[Dataset records]
[START]
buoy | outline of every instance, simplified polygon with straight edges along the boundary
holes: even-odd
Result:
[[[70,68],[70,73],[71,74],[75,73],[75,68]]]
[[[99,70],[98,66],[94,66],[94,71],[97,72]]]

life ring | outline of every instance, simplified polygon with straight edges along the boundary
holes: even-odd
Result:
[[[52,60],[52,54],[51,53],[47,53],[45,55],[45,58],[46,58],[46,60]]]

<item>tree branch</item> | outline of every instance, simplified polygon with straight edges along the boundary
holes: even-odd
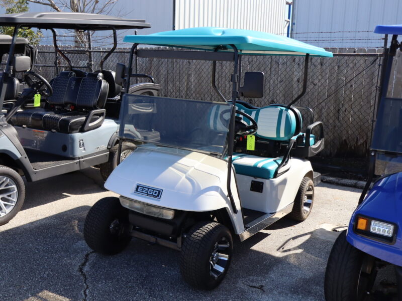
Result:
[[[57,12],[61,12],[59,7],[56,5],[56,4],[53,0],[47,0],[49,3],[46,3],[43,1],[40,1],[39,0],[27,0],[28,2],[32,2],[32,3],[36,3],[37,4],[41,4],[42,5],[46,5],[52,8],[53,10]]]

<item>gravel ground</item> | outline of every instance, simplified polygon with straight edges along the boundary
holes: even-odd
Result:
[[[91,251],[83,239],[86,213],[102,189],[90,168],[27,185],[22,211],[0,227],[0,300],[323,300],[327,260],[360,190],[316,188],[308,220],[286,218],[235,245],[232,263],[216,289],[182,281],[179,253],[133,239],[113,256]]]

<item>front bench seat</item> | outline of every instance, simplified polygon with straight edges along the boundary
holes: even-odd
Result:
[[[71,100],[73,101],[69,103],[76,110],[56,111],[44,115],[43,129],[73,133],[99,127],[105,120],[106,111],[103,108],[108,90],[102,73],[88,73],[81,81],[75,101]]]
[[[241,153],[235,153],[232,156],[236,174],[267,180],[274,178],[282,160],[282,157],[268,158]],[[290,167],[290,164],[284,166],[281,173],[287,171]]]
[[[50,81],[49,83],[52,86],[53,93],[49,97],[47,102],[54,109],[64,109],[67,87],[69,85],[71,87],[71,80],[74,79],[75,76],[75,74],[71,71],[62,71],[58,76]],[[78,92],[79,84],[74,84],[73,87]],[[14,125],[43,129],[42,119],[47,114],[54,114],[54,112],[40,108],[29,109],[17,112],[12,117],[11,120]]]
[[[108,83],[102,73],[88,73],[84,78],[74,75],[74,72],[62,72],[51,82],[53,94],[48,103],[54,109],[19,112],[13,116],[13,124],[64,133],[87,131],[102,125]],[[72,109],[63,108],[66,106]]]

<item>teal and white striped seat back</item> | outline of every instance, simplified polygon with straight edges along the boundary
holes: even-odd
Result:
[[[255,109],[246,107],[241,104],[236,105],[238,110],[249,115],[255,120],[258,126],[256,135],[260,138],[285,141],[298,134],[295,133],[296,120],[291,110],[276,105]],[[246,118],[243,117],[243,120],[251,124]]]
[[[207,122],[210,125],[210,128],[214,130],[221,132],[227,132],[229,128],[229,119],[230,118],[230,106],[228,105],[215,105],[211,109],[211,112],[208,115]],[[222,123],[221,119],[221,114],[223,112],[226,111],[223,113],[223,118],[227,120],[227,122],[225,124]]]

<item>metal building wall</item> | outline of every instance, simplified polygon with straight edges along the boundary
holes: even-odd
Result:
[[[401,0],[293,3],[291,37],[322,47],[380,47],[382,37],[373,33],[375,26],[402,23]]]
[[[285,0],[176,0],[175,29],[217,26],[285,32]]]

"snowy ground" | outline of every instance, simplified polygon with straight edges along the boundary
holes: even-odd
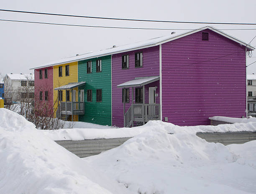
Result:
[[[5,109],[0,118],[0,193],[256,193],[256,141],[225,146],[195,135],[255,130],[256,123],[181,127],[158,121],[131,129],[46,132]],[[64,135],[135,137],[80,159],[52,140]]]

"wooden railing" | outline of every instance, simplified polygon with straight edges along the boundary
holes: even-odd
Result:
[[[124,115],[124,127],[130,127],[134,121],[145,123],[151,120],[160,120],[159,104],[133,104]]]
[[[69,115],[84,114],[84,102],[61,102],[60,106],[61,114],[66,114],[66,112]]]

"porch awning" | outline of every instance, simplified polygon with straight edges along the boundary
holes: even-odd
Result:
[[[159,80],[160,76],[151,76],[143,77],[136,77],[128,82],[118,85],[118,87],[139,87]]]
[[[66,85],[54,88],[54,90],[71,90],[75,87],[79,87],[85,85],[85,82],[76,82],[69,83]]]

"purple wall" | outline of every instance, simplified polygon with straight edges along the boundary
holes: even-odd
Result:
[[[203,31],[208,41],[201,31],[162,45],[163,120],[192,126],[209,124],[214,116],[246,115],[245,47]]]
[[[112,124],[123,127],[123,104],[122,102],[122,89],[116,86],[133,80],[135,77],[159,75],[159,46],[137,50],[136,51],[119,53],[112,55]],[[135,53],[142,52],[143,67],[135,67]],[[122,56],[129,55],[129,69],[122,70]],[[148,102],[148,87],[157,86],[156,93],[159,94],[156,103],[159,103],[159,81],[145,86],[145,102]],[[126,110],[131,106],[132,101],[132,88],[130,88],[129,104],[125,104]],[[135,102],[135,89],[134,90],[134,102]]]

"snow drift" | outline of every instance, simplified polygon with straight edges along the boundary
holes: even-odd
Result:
[END]
**Set problem**: Gather every line from the entries above that contains the string "seat", and copy each such line in full.

**Finished answer**:
<item>front bench seat</item> | outline of every instance, simplified polygon with straight edges along the boundary
<item>teal and white striped seat back</item> | outline of every instance, simplified polygon with straight edges along the boundary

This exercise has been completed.